В этих словах Николая I приговор своенравному поэту. Бенкендорфу, понимавшему с полуслова своего повелителя, все ясно. Участь поэта была решена. И хотя Николай повелел «поступить с дуэлянтами по закону», то есть арестовать их и запретить дуэль, но тут же добавил: «Примите во внимание — место могут изменить». И Дубельту после этой фразы все становится ясно: нужно только сделать вид, проявить старание, исполнительность в выполнении указания, а на самом деле дуэль должна состояться. Разговор этот совершенно лишен смысла, если не принимать во внимание интонации. Далее происходит тот же лицемерный разговор, в котором огромный смысл приобретает подтекст: Бенкендорф еще раз напоминает, «чтоб люди не ошиблись, а то поедут не туда». Дубельт хорошо понимает своего начальника и посылает своих подчиненных именно «не туда», где происходила дуэль.

Данные для локализации точек:
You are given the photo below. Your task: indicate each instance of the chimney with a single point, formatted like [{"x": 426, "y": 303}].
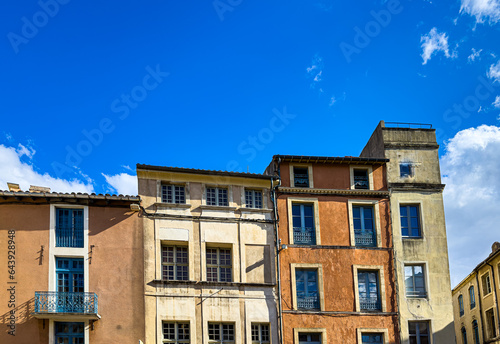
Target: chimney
[
  {"x": 13, "y": 187},
  {"x": 34, "y": 188},
  {"x": 495, "y": 247}
]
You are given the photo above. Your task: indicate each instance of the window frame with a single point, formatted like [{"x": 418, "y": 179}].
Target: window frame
[
  {"x": 376, "y": 219},
  {"x": 217, "y": 197},
  {"x": 253, "y": 192},
  {"x": 175, "y": 263},
  {"x": 176, "y": 329},
  {"x": 221, "y": 332},
  {"x": 297, "y": 331},
  {"x": 298, "y": 200},
  {"x": 417, "y": 334},
  {"x": 305, "y": 266},
  {"x": 423, "y": 265},
  {"x": 381, "y": 286},
  {"x": 259, "y": 328},
  {"x": 419, "y": 217},
  {"x": 173, "y": 191},
  {"x": 309, "y": 172},
  {"x": 219, "y": 266},
  {"x": 383, "y": 331},
  {"x": 369, "y": 174}
]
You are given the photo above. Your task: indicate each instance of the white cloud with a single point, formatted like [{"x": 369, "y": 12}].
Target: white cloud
[
  {"x": 475, "y": 54},
  {"x": 496, "y": 103},
  {"x": 315, "y": 70},
  {"x": 482, "y": 9},
  {"x": 434, "y": 42},
  {"x": 470, "y": 171},
  {"x": 14, "y": 169},
  {"x": 123, "y": 183},
  {"x": 494, "y": 72}
]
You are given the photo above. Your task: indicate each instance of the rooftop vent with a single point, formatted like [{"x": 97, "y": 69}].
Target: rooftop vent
[
  {"x": 13, "y": 187},
  {"x": 34, "y": 188}
]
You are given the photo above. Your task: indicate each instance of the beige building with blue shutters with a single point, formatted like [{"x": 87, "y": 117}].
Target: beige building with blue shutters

СПИСОК ЗАДАНИЙ –
1. Ответьте на вопросы по тексту о дуэли поэта:
(а) Кто, согласно тексту, понимал своего повелителя с полуслова?
(б) Что добавил Николай, повелев «поступить с дуэлянтами по закону»?
(в) Куда Дубельт посылает своих подчиненных?
2. Продолжите текст о дуэли поэта после его последнего предложения, сохранив тон рассуждения.
Эти данные представляют собой отдельный материал.

ОТВЕТЫ ПО ПОРЯДКУ –
1.
(а) Бенкендорф.
(б) «Примите во внимание — место могут изменить».
(в) Именно «не туда», где происходила дуэль.

2.
Драма о Пушкине еще не завершена, а пришлось отложить ее, потому что возобновились репетиции «Мольера». Много лет уже тянулась история с постановкой «Мольера», то ярко вспыхивала, то угасала вновь. 5 марта 1935 года режиссер Н. М. Горчаков показал Станиславскому всю пьесу, кроме картины «Смерть Мольера». По воспоминаниям Н. М. Горчакова, старый мастер смотрел репетиции очень хорошо, с живейшим интересом, он сочувствовал героям, улыбался во время комедийных сцен. Потом в присутствии артистов, Н. М. Горчакова и М. А. Булгакова он высказал свои замечания. Эти замечания Станиславского записал помощник режиссера В. В. Глебов: «Считает, что спектакль и пьеса требуют доработки. Главный недостаток С. видит в односторонней обрисовке характера Мольера, в принижении образа гениального художника, беспощадного обличителя буржуа, духовенства и всех видов шарлатанов».
«Когда я смотрел, я все время чего-то ждал... Внешне все сильно, действенно... много кипучести, и все же чего-то нет. В одном месте как будто что-то наметилось и пропало. Что-то недосказано. Игра хорошая и очень сценичная пьеса, много хороших моментов, и все-таки какое-то неудовлетворение. Не вижу в Мольере человека огромной мощи и таланта. Я от него большего жду... Важно, чтобы я почувствовал этого гения, непонятого людьми, затоптанного и умирающего. Я не говорю, что нужны трескучие монологи, но если будет содержательный монолог, — я буду его слушать... Человеческая жизнь есть, а вот артистической жизни нет. Может быть, слишком ярка сценическая форма и местами убивает собой содержание».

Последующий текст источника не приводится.